** Required task **
Please copy the rows from the start through the row that contains "<point>215,359</point>", swapping "wire fence" for "chain-link fence" and leaving everything else unchanged. Return only those rows.
----------------
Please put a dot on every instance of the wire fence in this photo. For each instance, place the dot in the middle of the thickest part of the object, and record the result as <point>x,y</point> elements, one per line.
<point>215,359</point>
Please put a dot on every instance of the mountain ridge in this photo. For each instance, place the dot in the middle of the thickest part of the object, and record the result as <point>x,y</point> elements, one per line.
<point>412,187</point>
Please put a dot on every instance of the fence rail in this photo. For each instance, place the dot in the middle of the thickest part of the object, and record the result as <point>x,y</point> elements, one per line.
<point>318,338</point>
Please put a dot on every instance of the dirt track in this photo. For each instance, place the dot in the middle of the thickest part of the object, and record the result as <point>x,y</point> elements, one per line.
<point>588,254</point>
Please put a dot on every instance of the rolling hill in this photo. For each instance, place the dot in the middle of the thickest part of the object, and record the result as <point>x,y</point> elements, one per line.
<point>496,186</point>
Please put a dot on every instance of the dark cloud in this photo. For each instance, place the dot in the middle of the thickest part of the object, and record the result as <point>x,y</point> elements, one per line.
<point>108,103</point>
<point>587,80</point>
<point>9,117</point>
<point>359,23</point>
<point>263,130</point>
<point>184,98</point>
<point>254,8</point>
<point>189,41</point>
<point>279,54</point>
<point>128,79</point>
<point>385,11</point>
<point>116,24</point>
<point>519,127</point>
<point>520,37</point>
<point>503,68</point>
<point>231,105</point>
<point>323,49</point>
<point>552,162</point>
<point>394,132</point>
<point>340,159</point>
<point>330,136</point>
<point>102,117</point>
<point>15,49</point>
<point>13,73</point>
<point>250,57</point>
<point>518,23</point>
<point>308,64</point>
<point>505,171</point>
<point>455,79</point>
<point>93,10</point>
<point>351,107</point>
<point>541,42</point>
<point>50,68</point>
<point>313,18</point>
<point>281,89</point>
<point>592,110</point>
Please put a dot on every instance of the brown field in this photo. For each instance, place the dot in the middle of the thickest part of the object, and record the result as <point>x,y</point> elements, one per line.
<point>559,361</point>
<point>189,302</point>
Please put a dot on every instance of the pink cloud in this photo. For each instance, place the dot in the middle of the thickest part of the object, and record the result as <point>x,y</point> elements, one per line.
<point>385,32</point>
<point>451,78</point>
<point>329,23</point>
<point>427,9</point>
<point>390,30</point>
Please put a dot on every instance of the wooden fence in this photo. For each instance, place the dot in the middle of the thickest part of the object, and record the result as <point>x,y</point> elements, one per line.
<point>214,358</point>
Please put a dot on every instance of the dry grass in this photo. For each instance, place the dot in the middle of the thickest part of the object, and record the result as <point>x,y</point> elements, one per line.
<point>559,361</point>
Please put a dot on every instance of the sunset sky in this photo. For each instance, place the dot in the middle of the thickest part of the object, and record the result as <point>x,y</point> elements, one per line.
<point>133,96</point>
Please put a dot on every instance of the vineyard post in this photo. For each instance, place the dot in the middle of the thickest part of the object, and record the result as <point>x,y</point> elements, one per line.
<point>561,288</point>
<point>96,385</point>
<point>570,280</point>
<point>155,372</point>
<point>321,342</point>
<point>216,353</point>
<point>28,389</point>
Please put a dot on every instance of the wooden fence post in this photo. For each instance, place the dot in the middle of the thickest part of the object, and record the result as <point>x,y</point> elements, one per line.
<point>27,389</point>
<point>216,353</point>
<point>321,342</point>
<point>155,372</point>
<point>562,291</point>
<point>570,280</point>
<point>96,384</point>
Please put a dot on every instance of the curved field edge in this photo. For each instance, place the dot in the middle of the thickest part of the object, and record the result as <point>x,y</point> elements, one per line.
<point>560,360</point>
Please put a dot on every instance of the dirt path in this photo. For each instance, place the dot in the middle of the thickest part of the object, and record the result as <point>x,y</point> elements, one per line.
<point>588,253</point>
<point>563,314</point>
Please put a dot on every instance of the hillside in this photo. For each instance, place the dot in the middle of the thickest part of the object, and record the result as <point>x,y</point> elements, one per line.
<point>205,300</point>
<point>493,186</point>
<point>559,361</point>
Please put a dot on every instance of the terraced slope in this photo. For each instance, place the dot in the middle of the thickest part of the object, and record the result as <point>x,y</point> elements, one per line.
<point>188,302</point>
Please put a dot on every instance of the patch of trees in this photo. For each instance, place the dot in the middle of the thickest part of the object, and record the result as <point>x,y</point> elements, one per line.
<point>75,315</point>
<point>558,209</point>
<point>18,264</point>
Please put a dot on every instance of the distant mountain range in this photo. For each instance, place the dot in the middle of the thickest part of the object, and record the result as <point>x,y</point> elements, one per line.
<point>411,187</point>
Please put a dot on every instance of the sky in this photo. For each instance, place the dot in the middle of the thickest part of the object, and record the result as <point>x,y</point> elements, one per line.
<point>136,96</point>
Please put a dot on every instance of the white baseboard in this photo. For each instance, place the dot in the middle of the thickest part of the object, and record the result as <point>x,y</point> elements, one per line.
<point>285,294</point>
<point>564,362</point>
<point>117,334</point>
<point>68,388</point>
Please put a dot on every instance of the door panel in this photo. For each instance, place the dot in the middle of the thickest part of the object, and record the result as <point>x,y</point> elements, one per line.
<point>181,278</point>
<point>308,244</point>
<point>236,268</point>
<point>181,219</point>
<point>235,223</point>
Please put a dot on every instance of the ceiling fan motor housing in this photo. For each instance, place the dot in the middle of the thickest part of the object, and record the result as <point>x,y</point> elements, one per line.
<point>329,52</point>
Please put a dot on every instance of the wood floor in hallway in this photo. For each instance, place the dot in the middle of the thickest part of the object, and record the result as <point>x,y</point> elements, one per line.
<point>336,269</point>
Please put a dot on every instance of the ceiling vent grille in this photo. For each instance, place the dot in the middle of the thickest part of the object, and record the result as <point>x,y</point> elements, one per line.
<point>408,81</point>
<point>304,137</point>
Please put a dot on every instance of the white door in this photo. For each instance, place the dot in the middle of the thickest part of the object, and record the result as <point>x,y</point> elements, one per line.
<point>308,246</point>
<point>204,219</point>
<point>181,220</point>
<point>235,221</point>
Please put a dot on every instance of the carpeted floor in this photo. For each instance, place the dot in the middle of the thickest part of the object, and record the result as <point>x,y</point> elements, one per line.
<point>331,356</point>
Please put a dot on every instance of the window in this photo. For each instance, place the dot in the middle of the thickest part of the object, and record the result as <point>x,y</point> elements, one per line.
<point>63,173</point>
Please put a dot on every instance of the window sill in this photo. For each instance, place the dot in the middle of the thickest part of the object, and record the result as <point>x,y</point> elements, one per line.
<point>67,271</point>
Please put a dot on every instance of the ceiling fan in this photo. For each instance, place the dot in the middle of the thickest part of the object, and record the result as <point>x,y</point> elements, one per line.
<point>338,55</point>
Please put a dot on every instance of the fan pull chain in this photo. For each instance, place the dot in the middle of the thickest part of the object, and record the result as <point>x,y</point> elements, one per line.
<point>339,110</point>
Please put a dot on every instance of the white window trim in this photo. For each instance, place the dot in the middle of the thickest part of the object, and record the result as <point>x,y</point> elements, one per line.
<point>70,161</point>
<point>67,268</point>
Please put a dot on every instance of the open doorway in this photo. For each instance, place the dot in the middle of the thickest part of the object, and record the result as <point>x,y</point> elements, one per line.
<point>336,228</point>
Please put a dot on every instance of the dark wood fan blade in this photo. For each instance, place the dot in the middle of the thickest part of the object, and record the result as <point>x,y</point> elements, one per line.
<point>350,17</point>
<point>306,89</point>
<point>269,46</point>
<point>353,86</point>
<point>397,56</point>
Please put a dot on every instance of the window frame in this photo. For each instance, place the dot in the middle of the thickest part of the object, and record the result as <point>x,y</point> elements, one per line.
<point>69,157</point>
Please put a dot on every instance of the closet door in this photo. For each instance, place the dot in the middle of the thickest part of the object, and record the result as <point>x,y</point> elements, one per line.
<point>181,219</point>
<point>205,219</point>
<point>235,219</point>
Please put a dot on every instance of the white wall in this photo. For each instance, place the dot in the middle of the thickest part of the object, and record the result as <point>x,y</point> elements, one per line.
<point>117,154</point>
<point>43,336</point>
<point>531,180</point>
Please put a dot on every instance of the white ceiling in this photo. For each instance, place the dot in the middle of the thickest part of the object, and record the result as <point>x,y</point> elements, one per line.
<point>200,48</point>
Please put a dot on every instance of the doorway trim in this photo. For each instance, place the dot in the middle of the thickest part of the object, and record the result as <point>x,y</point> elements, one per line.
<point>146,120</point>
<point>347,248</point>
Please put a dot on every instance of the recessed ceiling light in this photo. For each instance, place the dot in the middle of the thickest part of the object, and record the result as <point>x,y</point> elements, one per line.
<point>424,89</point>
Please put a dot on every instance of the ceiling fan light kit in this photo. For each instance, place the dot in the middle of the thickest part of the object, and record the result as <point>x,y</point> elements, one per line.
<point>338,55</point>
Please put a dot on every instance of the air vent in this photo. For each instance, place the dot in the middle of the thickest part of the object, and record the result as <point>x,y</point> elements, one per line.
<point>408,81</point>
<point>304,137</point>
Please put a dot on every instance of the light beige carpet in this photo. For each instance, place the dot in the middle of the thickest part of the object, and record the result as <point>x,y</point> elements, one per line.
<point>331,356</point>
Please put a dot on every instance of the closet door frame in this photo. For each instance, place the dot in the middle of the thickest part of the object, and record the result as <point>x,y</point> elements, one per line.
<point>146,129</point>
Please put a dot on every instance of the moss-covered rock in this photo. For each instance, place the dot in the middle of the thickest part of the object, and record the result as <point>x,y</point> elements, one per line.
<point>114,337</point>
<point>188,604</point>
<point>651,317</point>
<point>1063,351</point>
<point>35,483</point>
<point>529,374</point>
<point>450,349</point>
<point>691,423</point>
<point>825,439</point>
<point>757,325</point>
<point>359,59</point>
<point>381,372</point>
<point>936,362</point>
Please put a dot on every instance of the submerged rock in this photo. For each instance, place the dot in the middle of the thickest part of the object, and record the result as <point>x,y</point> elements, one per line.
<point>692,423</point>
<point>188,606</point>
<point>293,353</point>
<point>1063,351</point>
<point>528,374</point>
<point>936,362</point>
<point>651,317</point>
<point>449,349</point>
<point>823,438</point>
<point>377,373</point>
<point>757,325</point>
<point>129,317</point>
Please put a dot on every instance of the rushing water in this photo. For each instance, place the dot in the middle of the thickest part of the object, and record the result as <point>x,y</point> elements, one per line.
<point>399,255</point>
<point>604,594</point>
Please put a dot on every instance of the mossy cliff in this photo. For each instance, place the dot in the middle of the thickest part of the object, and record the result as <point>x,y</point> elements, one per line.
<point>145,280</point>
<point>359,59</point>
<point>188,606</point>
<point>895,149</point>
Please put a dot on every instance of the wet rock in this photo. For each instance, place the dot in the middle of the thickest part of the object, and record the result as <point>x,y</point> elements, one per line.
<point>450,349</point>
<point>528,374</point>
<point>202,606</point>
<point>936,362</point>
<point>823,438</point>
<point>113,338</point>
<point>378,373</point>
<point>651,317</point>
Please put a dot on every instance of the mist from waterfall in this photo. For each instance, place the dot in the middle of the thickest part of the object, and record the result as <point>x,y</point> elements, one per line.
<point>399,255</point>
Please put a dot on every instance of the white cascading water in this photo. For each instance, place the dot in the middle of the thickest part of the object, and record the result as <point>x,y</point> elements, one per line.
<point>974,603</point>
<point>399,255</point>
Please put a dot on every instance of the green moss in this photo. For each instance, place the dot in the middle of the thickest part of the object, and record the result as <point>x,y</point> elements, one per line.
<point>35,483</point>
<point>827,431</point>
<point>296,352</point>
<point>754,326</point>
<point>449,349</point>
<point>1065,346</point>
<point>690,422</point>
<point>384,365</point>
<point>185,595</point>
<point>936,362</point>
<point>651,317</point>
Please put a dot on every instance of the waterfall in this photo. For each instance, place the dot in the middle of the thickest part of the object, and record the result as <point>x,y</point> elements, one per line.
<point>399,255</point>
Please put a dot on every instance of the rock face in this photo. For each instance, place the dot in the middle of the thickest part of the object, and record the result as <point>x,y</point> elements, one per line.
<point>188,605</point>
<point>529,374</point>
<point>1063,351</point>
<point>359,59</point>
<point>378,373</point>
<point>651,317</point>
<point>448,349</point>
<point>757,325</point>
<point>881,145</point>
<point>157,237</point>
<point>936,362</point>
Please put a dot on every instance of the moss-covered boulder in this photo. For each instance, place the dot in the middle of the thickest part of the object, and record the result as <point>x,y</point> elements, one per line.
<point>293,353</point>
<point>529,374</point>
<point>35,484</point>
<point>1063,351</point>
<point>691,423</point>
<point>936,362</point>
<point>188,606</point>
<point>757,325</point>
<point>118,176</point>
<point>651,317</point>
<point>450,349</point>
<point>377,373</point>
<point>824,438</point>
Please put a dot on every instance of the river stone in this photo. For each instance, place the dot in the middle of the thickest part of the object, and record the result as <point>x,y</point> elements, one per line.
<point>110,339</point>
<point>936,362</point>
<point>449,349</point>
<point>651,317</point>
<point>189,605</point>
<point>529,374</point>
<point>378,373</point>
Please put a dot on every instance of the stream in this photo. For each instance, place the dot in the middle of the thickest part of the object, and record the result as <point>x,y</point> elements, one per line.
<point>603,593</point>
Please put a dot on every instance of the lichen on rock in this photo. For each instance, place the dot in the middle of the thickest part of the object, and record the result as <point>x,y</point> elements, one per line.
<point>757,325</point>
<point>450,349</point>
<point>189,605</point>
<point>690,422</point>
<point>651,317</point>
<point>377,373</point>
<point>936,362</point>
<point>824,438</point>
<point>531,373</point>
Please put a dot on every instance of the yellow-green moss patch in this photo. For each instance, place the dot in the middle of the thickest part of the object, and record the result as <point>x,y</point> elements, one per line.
----------------
** Written answer **
Please put a dot on every instance of the chain-link fence in this photo. For each instance, place the dot in the middle of the thickest part of the object, and record the result as <point>x,y</point> elements, one per line.
<point>215,359</point>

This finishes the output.